● GOAL OF THE EXERCISE
Exactly as written, reproduce the lines from the one that contains "Question. Place a dot on every instance of the windshield wiper" through the end of the records.

__________

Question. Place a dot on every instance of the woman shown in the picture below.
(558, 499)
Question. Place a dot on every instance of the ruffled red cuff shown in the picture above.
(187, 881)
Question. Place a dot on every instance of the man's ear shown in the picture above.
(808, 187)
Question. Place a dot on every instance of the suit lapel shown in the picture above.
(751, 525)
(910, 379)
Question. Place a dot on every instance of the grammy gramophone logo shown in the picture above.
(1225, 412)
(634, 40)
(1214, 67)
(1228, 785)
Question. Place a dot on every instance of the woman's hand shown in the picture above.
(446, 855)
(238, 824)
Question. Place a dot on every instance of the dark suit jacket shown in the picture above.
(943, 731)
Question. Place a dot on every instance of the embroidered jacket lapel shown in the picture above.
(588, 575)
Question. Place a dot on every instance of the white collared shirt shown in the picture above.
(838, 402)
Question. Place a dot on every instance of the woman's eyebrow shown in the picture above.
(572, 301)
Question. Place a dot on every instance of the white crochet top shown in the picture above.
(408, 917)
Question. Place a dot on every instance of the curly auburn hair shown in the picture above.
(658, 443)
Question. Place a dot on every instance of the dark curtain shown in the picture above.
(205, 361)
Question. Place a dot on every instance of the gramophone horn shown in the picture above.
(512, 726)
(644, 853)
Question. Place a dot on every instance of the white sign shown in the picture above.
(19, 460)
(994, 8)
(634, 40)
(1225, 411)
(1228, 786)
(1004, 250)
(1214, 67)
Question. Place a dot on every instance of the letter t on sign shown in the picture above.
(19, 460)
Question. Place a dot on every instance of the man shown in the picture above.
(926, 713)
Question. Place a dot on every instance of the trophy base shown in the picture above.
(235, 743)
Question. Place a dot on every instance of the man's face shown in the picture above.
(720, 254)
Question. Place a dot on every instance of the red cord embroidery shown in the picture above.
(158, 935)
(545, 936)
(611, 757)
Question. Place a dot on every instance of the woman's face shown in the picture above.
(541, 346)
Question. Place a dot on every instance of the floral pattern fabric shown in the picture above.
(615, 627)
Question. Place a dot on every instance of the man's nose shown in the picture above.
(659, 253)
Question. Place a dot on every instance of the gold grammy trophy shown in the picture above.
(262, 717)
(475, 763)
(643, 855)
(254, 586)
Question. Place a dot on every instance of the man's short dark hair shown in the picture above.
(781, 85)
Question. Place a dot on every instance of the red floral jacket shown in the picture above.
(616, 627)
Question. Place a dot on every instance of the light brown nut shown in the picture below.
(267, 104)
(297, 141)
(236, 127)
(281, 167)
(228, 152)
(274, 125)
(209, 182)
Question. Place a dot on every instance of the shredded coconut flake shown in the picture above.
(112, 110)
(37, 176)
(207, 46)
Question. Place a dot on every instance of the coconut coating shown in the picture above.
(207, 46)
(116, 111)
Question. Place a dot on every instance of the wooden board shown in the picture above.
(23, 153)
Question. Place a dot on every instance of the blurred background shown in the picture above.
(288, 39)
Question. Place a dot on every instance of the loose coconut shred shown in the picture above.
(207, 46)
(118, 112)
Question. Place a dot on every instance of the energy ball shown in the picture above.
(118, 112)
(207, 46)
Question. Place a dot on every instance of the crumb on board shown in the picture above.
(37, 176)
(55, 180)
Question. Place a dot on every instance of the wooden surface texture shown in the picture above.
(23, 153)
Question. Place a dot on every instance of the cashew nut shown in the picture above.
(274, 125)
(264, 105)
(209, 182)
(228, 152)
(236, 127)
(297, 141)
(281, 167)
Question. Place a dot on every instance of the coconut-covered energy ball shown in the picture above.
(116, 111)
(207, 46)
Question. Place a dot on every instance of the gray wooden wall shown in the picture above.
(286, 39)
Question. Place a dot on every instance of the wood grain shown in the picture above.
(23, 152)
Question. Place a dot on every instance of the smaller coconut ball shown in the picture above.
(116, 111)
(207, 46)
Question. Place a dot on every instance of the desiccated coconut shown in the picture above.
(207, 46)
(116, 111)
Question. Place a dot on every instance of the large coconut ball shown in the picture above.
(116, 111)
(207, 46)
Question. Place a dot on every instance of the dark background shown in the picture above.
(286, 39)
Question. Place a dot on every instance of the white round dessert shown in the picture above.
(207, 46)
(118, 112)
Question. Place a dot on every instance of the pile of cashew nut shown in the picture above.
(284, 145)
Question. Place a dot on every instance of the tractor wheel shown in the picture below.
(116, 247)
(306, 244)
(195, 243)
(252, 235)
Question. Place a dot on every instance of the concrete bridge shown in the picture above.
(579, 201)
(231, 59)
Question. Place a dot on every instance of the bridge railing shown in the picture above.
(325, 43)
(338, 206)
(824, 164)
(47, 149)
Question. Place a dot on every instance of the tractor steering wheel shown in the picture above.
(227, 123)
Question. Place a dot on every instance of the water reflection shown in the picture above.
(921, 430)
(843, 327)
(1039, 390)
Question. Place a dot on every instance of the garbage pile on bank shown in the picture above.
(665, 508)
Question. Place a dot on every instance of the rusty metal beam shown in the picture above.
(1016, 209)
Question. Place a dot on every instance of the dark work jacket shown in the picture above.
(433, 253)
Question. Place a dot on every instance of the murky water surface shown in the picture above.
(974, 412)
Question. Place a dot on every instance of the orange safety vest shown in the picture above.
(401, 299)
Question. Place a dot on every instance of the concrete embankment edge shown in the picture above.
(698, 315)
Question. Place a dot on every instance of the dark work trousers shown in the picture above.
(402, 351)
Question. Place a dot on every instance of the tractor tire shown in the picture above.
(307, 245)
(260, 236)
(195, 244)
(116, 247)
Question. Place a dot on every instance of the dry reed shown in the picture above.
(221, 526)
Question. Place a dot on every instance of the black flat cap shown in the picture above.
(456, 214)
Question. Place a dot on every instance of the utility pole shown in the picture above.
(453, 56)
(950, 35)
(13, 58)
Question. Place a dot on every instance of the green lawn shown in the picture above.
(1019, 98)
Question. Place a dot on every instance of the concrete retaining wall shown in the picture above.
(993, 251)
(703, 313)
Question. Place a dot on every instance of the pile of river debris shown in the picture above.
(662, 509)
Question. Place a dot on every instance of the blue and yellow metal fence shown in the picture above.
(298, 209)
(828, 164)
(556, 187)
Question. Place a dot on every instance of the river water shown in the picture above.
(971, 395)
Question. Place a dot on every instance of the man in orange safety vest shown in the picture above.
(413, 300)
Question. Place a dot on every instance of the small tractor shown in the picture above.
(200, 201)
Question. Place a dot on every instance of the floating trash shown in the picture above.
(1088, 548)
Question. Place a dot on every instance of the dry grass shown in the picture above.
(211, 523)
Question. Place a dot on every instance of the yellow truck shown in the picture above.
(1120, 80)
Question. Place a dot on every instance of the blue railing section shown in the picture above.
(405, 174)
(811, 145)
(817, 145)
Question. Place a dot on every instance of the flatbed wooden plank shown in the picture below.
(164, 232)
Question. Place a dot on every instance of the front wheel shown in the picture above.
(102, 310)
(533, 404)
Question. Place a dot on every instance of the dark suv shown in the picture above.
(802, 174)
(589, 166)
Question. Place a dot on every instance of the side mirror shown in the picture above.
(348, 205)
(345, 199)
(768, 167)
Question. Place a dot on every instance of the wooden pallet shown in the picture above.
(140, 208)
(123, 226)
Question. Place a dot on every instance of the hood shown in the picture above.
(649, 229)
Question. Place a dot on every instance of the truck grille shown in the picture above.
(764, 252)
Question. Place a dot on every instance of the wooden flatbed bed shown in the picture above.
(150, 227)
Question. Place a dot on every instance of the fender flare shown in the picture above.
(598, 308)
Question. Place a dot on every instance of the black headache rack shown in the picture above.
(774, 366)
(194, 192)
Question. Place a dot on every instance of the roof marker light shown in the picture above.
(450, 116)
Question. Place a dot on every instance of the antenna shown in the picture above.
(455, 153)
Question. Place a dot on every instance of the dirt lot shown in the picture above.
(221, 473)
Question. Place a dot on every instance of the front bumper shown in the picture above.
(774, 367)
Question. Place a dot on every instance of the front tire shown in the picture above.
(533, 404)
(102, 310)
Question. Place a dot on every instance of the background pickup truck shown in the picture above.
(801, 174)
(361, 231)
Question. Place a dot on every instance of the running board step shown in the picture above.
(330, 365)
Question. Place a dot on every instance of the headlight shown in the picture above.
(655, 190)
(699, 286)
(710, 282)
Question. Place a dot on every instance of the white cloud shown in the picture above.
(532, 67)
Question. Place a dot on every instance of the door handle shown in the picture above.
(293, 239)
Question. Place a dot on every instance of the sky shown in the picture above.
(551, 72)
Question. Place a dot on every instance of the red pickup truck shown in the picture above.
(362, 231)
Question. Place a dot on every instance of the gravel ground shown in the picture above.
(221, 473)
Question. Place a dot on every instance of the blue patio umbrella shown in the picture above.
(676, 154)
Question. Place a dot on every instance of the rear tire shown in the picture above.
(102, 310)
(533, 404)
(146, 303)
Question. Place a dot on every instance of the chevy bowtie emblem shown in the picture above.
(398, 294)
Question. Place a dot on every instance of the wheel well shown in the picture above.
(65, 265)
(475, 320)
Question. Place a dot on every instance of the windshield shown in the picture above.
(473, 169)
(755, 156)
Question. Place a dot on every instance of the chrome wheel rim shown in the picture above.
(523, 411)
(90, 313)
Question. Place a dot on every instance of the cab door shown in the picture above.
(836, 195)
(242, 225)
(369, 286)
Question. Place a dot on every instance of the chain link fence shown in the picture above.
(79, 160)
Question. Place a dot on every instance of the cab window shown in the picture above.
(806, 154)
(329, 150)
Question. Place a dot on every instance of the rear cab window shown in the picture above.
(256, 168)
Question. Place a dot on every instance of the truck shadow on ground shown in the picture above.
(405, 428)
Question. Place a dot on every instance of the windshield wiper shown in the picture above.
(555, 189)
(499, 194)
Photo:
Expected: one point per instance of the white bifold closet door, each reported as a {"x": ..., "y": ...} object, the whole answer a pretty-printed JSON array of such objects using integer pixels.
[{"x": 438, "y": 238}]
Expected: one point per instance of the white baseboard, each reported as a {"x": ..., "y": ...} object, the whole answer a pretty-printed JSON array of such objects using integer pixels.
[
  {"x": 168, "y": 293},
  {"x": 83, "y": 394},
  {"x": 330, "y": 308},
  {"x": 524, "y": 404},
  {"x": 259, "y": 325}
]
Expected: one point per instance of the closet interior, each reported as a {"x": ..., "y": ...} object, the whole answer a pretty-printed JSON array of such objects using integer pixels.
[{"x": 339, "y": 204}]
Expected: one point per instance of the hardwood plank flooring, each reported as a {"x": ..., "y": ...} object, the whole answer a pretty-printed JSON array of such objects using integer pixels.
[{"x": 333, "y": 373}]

__________

● ANSWER TO THIS TASK
Question. Place a dot on every instance of the windshield wiper shown in the picture above.
(555, 189)
(499, 194)
Photo:
Expected: one point per instance of the white bifold closet door, each reported as a {"x": ..., "y": ...} object, the whole answer a pretty-printed JSON array of such objects using integer pixels.
[{"x": 438, "y": 238}]
Expected: one point per instance of the white baseboard, each reported as a {"x": ..., "y": ...} object, the whole answer a pretty-printed JSON array of such objects using integer pixels.
[
  {"x": 168, "y": 293},
  {"x": 83, "y": 394},
  {"x": 330, "y": 308},
  {"x": 524, "y": 404},
  {"x": 259, "y": 325}
]
Expected: one point per instance of the closet interior, each reported as a {"x": ..., "y": ...} object, the whole answer a pretty-printed JSON array of such objects using integer pixels.
[{"x": 339, "y": 204}]
Expected: one point per instance of the hardwood plank flooring, each reported as a {"x": ..., "y": ...} object, the whole answer a pretty-printed JSON array of such objects using integer pixels.
[{"x": 333, "y": 373}]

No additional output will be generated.